• **Problem description**: From the entries that follow, report every line in which "window" occurs.
*** Opening Data for analysis ***
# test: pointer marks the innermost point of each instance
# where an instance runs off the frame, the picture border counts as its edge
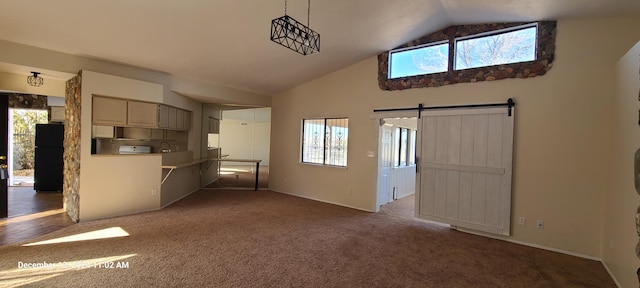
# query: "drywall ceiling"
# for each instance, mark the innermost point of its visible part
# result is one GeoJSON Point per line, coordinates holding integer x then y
{"type": "Point", "coordinates": [226, 42]}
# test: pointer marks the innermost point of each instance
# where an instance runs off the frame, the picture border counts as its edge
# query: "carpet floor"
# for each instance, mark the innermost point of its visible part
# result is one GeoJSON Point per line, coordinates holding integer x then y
{"type": "Point", "coordinates": [237, 238]}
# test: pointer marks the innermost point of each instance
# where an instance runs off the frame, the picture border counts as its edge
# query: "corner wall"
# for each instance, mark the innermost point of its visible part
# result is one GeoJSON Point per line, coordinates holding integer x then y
{"type": "Point", "coordinates": [560, 138]}
{"type": "Point", "coordinates": [621, 198]}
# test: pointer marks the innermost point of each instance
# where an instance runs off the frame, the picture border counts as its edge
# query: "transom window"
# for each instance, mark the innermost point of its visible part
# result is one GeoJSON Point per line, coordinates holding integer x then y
{"type": "Point", "coordinates": [501, 47]}
{"type": "Point", "coordinates": [324, 141]}
{"type": "Point", "coordinates": [424, 59]}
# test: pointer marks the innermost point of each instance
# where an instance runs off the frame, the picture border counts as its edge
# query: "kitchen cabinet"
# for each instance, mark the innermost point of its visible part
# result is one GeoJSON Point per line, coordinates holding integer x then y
{"type": "Point", "coordinates": [142, 114]}
{"type": "Point", "coordinates": [172, 118]}
{"type": "Point", "coordinates": [109, 111]}
{"type": "Point", "coordinates": [214, 125]}
{"type": "Point", "coordinates": [131, 113]}
{"type": "Point", "coordinates": [167, 117]}
{"type": "Point", "coordinates": [183, 120]}
{"type": "Point", "coordinates": [180, 119]}
{"type": "Point", "coordinates": [102, 131]}
{"type": "Point", "coordinates": [163, 116]}
{"type": "Point", "coordinates": [57, 114]}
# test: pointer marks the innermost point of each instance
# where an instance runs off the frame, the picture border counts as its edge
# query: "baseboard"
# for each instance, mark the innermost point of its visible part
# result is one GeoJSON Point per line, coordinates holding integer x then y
{"type": "Point", "coordinates": [545, 248]}
{"type": "Point", "coordinates": [320, 200]}
{"type": "Point", "coordinates": [178, 199]}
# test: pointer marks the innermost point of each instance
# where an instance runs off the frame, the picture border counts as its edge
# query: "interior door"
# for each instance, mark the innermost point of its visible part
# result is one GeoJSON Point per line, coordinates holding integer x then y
{"type": "Point", "coordinates": [4, 119]}
{"type": "Point", "coordinates": [386, 163]}
{"type": "Point", "coordinates": [465, 168]}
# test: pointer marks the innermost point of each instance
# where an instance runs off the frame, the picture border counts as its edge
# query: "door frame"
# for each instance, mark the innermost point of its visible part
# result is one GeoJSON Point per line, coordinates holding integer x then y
{"type": "Point", "coordinates": [378, 117]}
{"type": "Point", "coordinates": [4, 135]}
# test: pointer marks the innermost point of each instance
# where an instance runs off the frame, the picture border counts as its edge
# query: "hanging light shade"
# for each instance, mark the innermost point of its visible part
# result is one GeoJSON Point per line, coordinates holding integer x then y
{"type": "Point", "coordinates": [294, 35]}
{"type": "Point", "coordinates": [35, 80]}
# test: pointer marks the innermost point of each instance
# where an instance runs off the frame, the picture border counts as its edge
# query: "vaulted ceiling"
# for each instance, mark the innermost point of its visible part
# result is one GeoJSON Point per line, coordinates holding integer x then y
{"type": "Point", "coordinates": [226, 42]}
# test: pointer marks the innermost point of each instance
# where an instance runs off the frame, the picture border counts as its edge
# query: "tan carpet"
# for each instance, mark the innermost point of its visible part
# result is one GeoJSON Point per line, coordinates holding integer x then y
{"type": "Point", "coordinates": [218, 238]}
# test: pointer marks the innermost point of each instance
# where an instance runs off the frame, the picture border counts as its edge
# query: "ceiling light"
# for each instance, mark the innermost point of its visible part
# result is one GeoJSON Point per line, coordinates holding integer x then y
{"type": "Point", "coordinates": [294, 35]}
{"type": "Point", "coordinates": [35, 80]}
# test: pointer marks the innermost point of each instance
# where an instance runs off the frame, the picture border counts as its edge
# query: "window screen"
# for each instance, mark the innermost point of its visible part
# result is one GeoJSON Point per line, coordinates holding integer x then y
{"type": "Point", "coordinates": [324, 141]}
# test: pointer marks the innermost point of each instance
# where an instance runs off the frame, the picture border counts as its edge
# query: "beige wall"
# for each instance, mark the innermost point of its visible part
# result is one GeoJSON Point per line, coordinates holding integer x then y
{"type": "Point", "coordinates": [18, 83]}
{"type": "Point", "coordinates": [561, 147]}
{"type": "Point", "coordinates": [621, 200]}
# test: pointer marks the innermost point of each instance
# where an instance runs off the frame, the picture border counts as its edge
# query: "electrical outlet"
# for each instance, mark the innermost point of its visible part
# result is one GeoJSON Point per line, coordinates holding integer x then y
{"type": "Point", "coordinates": [522, 221]}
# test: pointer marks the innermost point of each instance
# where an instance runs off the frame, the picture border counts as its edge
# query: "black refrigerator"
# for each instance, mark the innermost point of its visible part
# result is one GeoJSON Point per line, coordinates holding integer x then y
{"type": "Point", "coordinates": [48, 167]}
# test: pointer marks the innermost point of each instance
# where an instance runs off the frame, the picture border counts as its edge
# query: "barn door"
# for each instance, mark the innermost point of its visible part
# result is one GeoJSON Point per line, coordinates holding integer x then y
{"type": "Point", "coordinates": [465, 168]}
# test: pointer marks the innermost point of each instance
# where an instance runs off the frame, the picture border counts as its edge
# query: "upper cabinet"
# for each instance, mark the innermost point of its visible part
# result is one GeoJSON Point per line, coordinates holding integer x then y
{"type": "Point", "coordinates": [142, 114]}
{"type": "Point", "coordinates": [109, 111]}
{"type": "Point", "coordinates": [129, 113]}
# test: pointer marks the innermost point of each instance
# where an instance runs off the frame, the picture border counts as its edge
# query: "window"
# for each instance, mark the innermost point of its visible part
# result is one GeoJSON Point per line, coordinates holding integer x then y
{"type": "Point", "coordinates": [405, 154]}
{"type": "Point", "coordinates": [501, 47]}
{"type": "Point", "coordinates": [426, 59]}
{"type": "Point", "coordinates": [324, 141]}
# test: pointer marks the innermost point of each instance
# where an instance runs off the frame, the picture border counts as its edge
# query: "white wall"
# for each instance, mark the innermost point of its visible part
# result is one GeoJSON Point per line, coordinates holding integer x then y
{"type": "Point", "coordinates": [561, 148]}
{"type": "Point", "coordinates": [246, 134]}
{"type": "Point", "coordinates": [621, 199]}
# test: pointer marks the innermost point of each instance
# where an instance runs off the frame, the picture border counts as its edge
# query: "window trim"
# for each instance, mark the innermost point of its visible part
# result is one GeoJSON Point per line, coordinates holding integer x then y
{"type": "Point", "coordinates": [324, 145]}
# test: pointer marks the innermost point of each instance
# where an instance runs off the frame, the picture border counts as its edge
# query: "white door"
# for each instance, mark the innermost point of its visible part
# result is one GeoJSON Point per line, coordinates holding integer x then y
{"type": "Point", "coordinates": [465, 168]}
{"type": "Point", "coordinates": [386, 162]}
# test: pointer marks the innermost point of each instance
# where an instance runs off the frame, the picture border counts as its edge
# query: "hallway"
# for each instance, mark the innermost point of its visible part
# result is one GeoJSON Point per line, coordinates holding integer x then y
{"type": "Point", "coordinates": [31, 214]}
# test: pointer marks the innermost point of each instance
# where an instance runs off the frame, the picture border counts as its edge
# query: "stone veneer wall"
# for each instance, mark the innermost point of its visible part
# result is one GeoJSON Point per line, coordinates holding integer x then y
{"type": "Point", "coordinates": [71, 183]}
{"type": "Point", "coordinates": [543, 63]}
{"type": "Point", "coordinates": [27, 101]}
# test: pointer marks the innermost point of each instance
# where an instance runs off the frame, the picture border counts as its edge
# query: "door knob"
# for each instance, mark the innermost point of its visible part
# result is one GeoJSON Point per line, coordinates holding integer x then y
{"type": "Point", "coordinates": [4, 174]}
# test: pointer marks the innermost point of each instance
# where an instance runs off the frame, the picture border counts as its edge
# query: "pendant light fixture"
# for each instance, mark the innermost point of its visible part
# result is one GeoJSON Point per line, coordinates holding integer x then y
{"type": "Point", "coordinates": [35, 80]}
{"type": "Point", "coordinates": [294, 35]}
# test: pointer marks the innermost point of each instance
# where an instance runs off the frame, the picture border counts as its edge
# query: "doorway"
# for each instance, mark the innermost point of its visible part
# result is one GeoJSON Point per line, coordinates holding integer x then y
{"type": "Point", "coordinates": [397, 163]}
{"type": "Point", "coordinates": [22, 124]}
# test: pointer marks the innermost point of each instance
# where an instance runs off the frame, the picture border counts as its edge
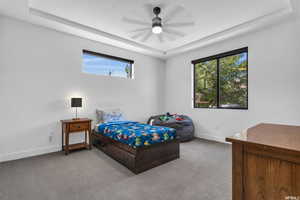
*** Closing Data for analysis ***
• **Solution for this task**:
# query: "transom window"
# query: "window screen"
# query: "window"
# query: "window trim"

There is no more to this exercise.